### [Quoted passage]
— START —

Other wars that were deemed insignificant or ‘skirmishes’ also took place.
Operation Returning Echo in March 2012, for example, killed and wounded over
100 people. But since the death toll, relative to the other major onslaughts
seemed trivial, it was not cited as 'war', per se. According to
this logic, so-called operations Cast Lead (2008-9), Pillar of Defense
(2012) and the deadliest of them all, Protective Edge (2014) were serious
enough to be included in any relevant discussion, especially when the
prospective new Israeli war on Gaza is considered. It is important
to denote that most of the media, mainstream or other, adheres to Israel's
designations of the war, not those of Palestinians. For example, Gazans
refer to their last confrontation with Israel as the ‘Al-Furqan Battle’, a
term we almost never hear repeated with reference to the war.
Observing the Israeli war discourse as the central factor in understanding
the war against the Resistance surpasses that of language into other areas.
The suffering in Gaza has never ceased, not since the last war, the previous
one or the one before that. But only when Israel begins to mull over war as
a real option, do many of us return to Gaza to discuss the various violent
possibilities that lie ahead. The problem of relegating Gaza until
Israeli bombs begin to fall is part and parcel of Israeli collective
thinking - government and society, alike. Gideon Levy, one of the very few
sympathetic Israeli journalists in mainstream newspapers wrote about this in
a recent article in Haaretz. "The addiction to fear and the
eternal wallowing in terror in Israel suddenly reminded one of the existence
of the neighboring ghetto," he wrote in reference to Gaza and sounding
of Israeli war drums. "Only thus are we here reminded of Gaza. When it
shoots, or at least digs ... (only then) we recall its existence. Iran
dropped off the agenda. Sweden isn’t scary enough. Hezbollah is busy. So we
return to Gaza." In fact, Israel's exceedingly violent past in
Gaza does not hinge on Hamas' relative control of the terribly
poor and besieged place, nor is it, as per conventional wisdom, also
related to Palestinian
factionalism. Certainly, Hamas' strength there is hardly an
incentive for Israel to leave Gaza alone, and Palestinians' pitiful
factionalism rarely help the situation. However, Israel's problem is with
the very idea that there is a single Palestinian entity that dares challenge
Israel's dominance, and dares to resist. Moreover, the argument
that armed resistance, in particular, infuriates Israel the most is also
incorrect. Violent
resistance may speed up Israel's retaliation and the intensity of its
violence, but as we are currently witnessing in the West Bank, no
form of resistance has ever been permissible, not now, not since the
Palestinian Authority was essentially contracted to control the Palestinian
population, and certainly not since the start of the Israeli military
occupation in 1967. Israel wants to have complete
monopoly over violence, and that is the bottom line. A
quick scan of Israel's history against Palestinian Resistance in all of
its forms is indicative that the Israel vs. Hamas narrative has always be
reductionist, due partly to it being politically convenient for Israel, but
also useful in the Palestinians’ own infighting. Fatah, which was
Palestine's largest political party until Hamas won 76 out of the
legislative council’s 132 seats in the early 2006 elections, has played a
major rule in constructing that misleading narrative, one that sees the past
wars and the current conflict as an exclusive fight between Hamas, as
political rival, and Israel. When seven of Hamas fighters were
recently killed after a tunnel collapsed - which was destroyed during the
2014 war by Israel and was being rebuilt - Fatah
issued a statement that appeared on Facebook. The statement did not
declare solidarity with the various resistance movements which have operated
under horrendously painful circumstances and unremitting siege for years,
but chastised the 'war merchants' – in reference to Hamas - who, according
to Fatah, "know nothing but burying their young people in ashes."

— END —

### [Given information]
— START —

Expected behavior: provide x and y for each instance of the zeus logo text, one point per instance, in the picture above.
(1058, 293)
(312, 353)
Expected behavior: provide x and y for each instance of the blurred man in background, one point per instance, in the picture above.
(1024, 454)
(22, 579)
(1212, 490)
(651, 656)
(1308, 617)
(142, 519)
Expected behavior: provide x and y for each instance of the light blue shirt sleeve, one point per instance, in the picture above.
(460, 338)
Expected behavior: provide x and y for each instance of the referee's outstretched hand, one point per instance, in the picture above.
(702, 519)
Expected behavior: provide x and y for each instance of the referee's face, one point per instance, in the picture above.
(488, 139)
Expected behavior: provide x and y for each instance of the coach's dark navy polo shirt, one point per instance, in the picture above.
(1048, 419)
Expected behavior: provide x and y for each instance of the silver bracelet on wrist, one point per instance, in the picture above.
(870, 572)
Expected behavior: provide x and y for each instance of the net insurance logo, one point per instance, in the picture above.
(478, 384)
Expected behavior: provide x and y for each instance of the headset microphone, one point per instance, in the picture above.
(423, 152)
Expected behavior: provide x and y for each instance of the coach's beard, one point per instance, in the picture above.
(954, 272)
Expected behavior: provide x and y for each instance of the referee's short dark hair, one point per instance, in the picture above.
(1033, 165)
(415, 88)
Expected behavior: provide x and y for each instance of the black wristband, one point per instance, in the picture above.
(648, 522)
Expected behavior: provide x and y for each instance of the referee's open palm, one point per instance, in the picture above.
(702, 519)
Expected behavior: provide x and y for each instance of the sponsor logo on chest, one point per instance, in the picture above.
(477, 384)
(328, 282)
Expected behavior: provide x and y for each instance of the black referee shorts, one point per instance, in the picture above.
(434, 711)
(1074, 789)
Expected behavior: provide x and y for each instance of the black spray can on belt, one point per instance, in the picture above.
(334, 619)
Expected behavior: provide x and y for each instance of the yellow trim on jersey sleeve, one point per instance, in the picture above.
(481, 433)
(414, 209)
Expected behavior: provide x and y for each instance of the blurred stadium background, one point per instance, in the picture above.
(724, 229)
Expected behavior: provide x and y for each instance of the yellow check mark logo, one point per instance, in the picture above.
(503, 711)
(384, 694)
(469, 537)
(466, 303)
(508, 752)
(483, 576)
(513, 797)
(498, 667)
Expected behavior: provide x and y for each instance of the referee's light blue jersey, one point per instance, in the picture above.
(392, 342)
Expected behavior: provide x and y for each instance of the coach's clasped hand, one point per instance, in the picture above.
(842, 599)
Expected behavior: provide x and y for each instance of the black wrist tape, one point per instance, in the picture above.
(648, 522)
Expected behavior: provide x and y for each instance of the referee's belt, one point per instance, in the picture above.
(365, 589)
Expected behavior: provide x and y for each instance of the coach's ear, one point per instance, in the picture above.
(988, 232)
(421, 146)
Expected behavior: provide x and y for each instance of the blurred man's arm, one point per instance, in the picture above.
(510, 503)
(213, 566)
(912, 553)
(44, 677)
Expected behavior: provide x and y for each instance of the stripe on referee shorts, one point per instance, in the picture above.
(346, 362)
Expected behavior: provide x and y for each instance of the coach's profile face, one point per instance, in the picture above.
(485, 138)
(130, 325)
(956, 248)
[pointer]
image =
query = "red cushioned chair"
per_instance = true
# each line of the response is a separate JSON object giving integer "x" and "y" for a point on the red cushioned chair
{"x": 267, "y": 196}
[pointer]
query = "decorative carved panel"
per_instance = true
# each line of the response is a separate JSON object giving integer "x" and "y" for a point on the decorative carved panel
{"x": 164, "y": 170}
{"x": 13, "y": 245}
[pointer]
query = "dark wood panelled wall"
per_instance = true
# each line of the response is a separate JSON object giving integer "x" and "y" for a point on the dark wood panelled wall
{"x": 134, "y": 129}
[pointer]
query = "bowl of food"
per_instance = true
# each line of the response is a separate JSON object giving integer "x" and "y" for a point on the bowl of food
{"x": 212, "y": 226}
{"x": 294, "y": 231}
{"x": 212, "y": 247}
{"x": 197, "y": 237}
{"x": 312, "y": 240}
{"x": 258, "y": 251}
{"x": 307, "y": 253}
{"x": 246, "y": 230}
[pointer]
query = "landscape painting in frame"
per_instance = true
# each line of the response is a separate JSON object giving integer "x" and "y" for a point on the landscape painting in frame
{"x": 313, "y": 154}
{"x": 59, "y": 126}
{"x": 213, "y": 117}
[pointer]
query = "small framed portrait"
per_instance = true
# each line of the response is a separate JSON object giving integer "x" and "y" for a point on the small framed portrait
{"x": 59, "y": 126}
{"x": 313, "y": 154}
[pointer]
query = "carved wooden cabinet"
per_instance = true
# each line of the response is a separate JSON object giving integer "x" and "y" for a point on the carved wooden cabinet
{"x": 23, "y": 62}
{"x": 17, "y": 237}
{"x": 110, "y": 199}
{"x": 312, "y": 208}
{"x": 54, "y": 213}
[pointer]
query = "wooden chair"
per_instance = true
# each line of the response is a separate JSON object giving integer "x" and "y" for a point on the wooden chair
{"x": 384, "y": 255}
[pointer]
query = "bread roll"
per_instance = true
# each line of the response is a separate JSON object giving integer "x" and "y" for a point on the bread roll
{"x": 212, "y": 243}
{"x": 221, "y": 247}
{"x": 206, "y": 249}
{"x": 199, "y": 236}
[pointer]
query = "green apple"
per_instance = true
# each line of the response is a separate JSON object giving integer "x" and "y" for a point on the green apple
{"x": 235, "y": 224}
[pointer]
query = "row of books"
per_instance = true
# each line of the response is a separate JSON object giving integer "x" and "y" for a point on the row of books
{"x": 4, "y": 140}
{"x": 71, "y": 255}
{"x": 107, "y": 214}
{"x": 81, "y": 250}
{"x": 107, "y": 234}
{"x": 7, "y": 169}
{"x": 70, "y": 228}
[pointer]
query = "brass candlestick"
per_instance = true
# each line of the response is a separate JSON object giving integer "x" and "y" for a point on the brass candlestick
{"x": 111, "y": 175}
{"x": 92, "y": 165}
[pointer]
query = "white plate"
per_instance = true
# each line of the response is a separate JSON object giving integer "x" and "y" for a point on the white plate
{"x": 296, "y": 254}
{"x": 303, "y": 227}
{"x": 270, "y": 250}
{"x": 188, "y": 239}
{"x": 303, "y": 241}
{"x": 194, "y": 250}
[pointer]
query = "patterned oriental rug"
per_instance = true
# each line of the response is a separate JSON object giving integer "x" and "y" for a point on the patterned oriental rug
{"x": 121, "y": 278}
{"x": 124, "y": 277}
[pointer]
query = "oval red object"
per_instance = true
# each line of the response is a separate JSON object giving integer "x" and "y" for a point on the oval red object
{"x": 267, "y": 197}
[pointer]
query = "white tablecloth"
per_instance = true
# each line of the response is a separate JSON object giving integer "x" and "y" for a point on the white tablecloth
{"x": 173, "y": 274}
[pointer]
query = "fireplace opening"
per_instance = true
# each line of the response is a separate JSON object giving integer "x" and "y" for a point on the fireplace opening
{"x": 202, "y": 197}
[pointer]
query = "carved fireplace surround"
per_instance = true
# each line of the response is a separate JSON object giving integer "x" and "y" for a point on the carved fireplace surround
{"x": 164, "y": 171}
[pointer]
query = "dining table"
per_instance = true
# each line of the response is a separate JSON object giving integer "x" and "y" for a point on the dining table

— END —

### [Tasks]
1 – For each statement about the Gaza passage, answer yes or no and quote the words of the passage that decide it: (a) Operation Returning Echo killed and wounded over 100 people. (b) Pillar of Defense was the deadliest of the operations named. (c) Gazans call their last confrontation with Israel the "Al-Furqan Battle."
2 – Answer these questions from the Gaza passage:
(a) In what year did the Israeli military occupation start?
(b) In which newspaper did Gideon Levy write the recent article?
(c) Where did Fatah's statement appear?
3 – Reproduce the part of the Gaza passage starting at "Other wars that" and ending at "to the war.".
The rows play no role here.

### [Task responses]
1 –
(a) Yes: "killed and wounded over 100 people"
(b) No: "the deadliest of them all, Protective Edge (2014)"
(c) Yes: "Gazans refer to their last confrontation with Israel as the ‘Al-Furqan Battle’"

2 –
(a) 1967
(b) Haaretz
(c) Facebook

3 –
Other wars that were deemed insignificant or ‘skirmishes’ also took place.
Operation Returning Echo in March 2012, for example, killed and wounded over
100 people. But since the death toll, relative to the other major onslaughts
seemed trivial, it was not cited as 'war', per se. According to
this logic, so-called operations Cast Lead (2008-9), Pillar of Defense
(2012) and the deadliest of them all, Protective Edge (2014) were serious
enough to be included in any relevant discussion, especially when the
prospective new Israeli war on Gaza is considered. It is important
to denote that most of the media, mainstream or other, adheres to Israel's
designations of the war, not those of Palestinians. For example, Gazans
refer to their last confrontation with Israel as the ‘Al-Furqan Battle’, a
term we almost never hear repeated with reference to the war.